** Opening Records for processing block **

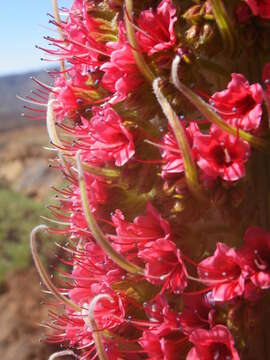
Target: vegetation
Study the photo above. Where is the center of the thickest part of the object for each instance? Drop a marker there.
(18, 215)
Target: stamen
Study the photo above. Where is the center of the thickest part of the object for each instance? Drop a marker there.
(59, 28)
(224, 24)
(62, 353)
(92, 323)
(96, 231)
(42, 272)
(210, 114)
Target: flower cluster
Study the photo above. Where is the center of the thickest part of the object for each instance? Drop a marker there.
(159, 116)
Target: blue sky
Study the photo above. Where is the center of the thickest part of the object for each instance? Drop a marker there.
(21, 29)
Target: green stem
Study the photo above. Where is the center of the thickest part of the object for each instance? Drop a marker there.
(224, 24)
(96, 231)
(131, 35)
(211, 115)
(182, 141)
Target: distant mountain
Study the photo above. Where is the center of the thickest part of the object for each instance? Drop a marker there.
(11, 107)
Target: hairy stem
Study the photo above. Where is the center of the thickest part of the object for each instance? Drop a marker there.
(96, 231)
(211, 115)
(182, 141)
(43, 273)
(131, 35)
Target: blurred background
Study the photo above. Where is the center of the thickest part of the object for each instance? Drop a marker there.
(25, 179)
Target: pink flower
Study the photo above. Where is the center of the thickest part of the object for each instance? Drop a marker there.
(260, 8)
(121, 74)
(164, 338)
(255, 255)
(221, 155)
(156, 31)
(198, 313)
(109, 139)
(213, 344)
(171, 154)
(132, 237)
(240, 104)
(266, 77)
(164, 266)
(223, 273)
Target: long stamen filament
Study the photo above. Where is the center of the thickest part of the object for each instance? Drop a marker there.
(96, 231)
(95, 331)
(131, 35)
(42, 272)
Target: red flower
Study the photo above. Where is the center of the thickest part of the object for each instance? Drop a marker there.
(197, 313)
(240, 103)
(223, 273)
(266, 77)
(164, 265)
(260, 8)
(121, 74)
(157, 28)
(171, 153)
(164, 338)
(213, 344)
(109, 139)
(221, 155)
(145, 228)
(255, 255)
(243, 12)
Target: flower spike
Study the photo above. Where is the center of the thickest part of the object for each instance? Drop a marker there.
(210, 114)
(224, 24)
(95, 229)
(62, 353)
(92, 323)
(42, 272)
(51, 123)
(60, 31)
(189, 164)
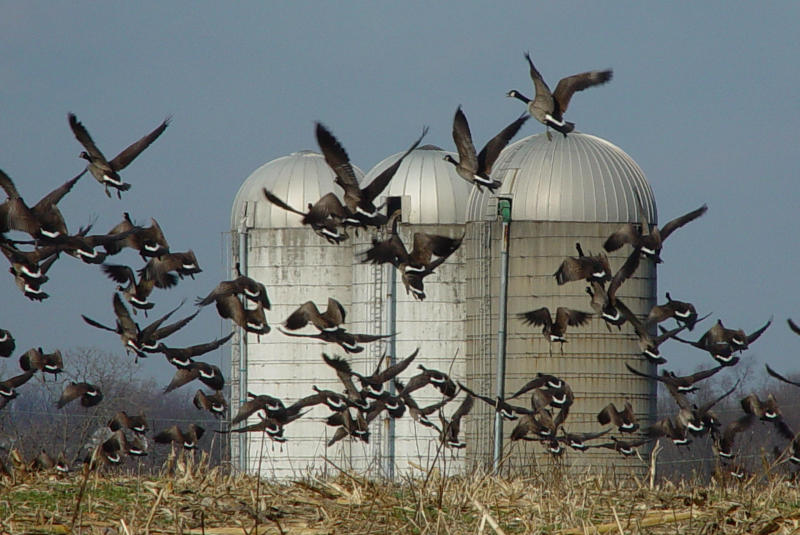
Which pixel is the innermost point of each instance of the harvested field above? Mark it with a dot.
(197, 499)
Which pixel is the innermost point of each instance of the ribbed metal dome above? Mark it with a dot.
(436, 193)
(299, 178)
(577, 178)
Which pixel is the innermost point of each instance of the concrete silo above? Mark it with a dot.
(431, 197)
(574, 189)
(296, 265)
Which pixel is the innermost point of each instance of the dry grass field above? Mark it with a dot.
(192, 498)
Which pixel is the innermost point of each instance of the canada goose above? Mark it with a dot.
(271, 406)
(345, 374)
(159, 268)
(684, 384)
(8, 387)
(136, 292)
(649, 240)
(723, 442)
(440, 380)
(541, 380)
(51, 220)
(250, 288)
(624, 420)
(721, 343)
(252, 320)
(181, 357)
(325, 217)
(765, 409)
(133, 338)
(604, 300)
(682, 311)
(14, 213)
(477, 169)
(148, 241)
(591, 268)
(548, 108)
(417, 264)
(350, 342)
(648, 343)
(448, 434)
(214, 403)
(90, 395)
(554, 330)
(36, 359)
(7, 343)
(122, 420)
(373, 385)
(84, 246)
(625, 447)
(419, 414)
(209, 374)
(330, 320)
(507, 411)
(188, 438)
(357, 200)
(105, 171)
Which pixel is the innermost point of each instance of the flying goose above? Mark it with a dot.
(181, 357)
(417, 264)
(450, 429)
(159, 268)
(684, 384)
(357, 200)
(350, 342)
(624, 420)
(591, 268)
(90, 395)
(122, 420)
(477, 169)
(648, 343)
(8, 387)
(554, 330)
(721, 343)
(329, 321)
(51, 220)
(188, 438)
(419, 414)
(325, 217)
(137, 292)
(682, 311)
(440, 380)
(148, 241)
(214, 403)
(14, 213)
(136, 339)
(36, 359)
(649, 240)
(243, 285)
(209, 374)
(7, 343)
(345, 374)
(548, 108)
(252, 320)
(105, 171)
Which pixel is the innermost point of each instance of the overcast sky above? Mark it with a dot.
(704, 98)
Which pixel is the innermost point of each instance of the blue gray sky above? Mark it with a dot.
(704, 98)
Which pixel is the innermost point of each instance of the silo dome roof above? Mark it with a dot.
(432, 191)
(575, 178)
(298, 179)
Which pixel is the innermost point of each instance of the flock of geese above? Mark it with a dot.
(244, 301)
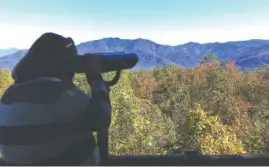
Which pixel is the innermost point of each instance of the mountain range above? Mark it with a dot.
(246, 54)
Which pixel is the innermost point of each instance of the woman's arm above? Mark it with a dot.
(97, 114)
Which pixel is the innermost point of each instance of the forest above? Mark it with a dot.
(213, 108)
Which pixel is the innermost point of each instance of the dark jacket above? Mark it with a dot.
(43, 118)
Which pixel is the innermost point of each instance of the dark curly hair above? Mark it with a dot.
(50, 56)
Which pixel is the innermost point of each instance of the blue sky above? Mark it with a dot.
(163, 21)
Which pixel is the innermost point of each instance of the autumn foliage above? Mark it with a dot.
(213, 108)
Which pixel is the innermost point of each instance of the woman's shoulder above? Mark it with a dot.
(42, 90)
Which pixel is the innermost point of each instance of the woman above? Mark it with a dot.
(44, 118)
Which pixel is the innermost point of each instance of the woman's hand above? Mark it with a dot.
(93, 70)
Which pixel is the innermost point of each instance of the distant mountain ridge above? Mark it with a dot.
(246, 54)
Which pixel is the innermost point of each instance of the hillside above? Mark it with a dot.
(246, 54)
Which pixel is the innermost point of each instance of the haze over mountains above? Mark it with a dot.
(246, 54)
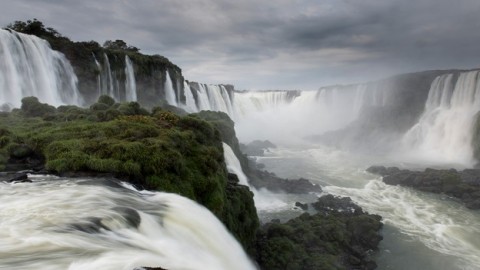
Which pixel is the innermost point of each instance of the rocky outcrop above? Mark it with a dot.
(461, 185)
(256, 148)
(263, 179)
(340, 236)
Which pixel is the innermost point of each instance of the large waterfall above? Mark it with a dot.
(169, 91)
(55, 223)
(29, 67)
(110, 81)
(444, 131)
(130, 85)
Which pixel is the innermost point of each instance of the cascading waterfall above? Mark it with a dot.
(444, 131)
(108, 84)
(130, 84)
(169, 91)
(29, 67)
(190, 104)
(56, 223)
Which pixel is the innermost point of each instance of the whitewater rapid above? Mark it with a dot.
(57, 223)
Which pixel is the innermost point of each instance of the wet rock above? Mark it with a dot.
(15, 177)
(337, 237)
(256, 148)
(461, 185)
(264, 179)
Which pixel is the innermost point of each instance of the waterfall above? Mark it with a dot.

** Closing Records for processing block **

### What you are asked to do
A single number is required: the count of lines in the listing that contain the string "Target".

### Reply to the task
12